- **Work to complete**
Apart from the pictures, every entry should be reproduced exactly.

[Spatial localization data]
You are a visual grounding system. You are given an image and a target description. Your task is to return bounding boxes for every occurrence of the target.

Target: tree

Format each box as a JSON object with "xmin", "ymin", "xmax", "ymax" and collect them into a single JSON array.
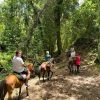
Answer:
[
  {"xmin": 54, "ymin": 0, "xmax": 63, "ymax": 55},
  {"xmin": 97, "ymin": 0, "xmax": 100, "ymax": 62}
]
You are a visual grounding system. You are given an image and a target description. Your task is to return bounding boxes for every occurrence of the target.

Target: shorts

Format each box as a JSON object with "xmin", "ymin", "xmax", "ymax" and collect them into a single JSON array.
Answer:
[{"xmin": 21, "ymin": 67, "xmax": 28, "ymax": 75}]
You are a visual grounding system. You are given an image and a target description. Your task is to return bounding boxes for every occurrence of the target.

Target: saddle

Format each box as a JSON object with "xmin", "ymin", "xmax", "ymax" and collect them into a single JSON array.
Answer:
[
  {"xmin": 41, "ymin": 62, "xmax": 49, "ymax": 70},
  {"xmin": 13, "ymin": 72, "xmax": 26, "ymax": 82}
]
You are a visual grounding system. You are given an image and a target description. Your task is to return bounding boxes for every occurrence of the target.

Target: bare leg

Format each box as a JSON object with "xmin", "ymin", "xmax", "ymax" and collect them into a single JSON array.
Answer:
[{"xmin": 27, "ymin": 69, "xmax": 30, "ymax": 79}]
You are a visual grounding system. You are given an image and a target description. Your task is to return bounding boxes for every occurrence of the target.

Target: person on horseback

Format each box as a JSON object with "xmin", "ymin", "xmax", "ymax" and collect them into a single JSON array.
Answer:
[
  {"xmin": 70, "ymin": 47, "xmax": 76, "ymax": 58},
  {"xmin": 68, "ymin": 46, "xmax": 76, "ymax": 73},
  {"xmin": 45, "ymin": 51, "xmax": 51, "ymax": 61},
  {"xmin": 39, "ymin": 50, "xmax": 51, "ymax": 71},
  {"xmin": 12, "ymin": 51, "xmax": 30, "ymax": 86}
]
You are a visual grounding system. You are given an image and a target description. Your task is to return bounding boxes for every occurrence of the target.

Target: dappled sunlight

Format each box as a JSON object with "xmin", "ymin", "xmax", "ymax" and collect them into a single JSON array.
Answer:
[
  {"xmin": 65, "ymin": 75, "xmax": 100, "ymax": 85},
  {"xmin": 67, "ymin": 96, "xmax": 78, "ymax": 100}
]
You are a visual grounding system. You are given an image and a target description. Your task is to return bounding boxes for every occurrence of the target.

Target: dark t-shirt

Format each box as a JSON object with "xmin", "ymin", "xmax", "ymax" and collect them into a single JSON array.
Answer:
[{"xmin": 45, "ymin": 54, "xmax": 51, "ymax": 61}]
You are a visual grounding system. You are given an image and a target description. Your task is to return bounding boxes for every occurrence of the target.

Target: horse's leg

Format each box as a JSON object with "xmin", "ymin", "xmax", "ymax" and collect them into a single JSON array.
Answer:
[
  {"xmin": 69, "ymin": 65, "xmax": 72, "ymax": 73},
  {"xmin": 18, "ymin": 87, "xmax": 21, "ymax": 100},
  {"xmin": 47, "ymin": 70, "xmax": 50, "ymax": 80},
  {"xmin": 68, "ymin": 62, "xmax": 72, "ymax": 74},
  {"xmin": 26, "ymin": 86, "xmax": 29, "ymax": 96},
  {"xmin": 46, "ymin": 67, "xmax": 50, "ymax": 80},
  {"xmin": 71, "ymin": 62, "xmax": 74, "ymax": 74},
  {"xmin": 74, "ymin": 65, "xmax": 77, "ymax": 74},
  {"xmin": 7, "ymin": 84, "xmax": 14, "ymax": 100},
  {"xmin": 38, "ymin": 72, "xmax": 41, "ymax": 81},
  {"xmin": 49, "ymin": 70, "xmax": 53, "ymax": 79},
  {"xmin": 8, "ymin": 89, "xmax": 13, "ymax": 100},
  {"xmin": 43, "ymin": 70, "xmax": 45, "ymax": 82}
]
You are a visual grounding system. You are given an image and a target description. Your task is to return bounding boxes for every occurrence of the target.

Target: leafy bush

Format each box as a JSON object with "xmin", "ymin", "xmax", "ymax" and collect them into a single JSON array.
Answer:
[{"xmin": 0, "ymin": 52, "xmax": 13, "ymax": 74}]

- **The answer**
You are a visual grounding system. You are given an image and a target description. Your task is to return bounding boxes for every occurrence of the target.

Target: tree

Format each box as a JSON object with "xmin", "ymin", "xmax", "ymax" and collect them into a single JSON array.
Answer:
[
  {"xmin": 54, "ymin": 0, "xmax": 63, "ymax": 55},
  {"xmin": 97, "ymin": 0, "xmax": 100, "ymax": 62}
]
You are a visual grounding system. You are given an image and a target description. Your task is to return bounding boxes for every occurrence of the target.

Target: shorts

Format each box as a JSON object with "xmin", "ymin", "xmax", "ymax" and collect them into a single JSON array.
Answer:
[{"xmin": 21, "ymin": 67, "xmax": 28, "ymax": 75}]
You are a visual grounding system. You are given an image and a target description. Your task is to return bounding boxes for every occurrence of the target.

Target: saddle

Format each box as a JSON object with "xmin", "ymin", "xmax", "ymax" and collect them into a single JSON array.
Answer:
[
  {"xmin": 41, "ymin": 62, "xmax": 49, "ymax": 70},
  {"xmin": 13, "ymin": 72, "xmax": 26, "ymax": 82}
]
You are a visual grounding system. You are given an image and a target description. Your task is to return bounding boxes for every occurrence of the target.

Target: bare leg

Format each box as a JSON object with "xmin", "ymin", "xmax", "ymax" and collect them into a single JSON array.
Answer:
[{"xmin": 27, "ymin": 69, "xmax": 30, "ymax": 79}]
You are a visual grounding system. You are given an image and a target description. Your task is to return bounding boxes for every occurrence of the target.

Target: person on horseback

Format each box as a JSON object with "xmin", "ymin", "xmax", "ymax" and collect them into a single JSON array.
Answer:
[
  {"xmin": 70, "ymin": 47, "xmax": 76, "ymax": 58},
  {"xmin": 68, "ymin": 46, "xmax": 76, "ymax": 73},
  {"xmin": 45, "ymin": 51, "xmax": 51, "ymax": 61},
  {"xmin": 39, "ymin": 50, "xmax": 51, "ymax": 71},
  {"xmin": 12, "ymin": 51, "xmax": 30, "ymax": 86}
]
You are a visual grounding system. You are given an image and a target description. Your task is to return bounding boxes for every occurrence of the target.

Target: dappled sunlight

Format each box as a JSON object with "xmin", "ymin", "xmax", "ymax" and collect them into a single JSON array.
Answer:
[
  {"xmin": 65, "ymin": 75, "xmax": 100, "ymax": 85},
  {"xmin": 67, "ymin": 96, "xmax": 78, "ymax": 100}
]
You are a visual grounding system. You are given an image and a target description. Your task is to return bounding boxes for every occurrence of the target.

Target: dark t-shirt

Format each box as a JSON object with "xmin", "ymin", "xmax", "ymax" and collect them into a single JSON array.
Answer:
[{"xmin": 45, "ymin": 54, "xmax": 51, "ymax": 61}]
You are a visual grounding system. You are given an image and a target description. Your task is to return bounding boxes for every occurrence of the target.

Target: horse's leg

Format each box as a JSON object with "xmin", "ymin", "xmax", "ymax" and collect them into a single JSON array.
Answer:
[
  {"xmin": 69, "ymin": 65, "xmax": 72, "ymax": 73},
  {"xmin": 18, "ymin": 87, "xmax": 21, "ymax": 100},
  {"xmin": 47, "ymin": 70, "xmax": 50, "ymax": 80},
  {"xmin": 68, "ymin": 62, "xmax": 72, "ymax": 74},
  {"xmin": 26, "ymin": 86, "xmax": 29, "ymax": 96},
  {"xmin": 46, "ymin": 67, "xmax": 50, "ymax": 80},
  {"xmin": 71, "ymin": 62, "xmax": 74, "ymax": 74},
  {"xmin": 74, "ymin": 65, "xmax": 77, "ymax": 74},
  {"xmin": 7, "ymin": 84, "xmax": 14, "ymax": 100},
  {"xmin": 38, "ymin": 72, "xmax": 41, "ymax": 81},
  {"xmin": 49, "ymin": 70, "xmax": 53, "ymax": 79},
  {"xmin": 8, "ymin": 89, "xmax": 13, "ymax": 100},
  {"xmin": 43, "ymin": 70, "xmax": 45, "ymax": 82}
]
You are a visual grounding system. You are given an image and a target description. Your task is to return bounding boxes for every occurrence of the target.

Target: leafy bush

Format each box as a JSON object with "xmin", "ymin", "xmax", "ymax" and collect them into a single JSON array.
Answer:
[{"xmin": 0, "ymin": 52, "xmax": 13, "ymax": 74}]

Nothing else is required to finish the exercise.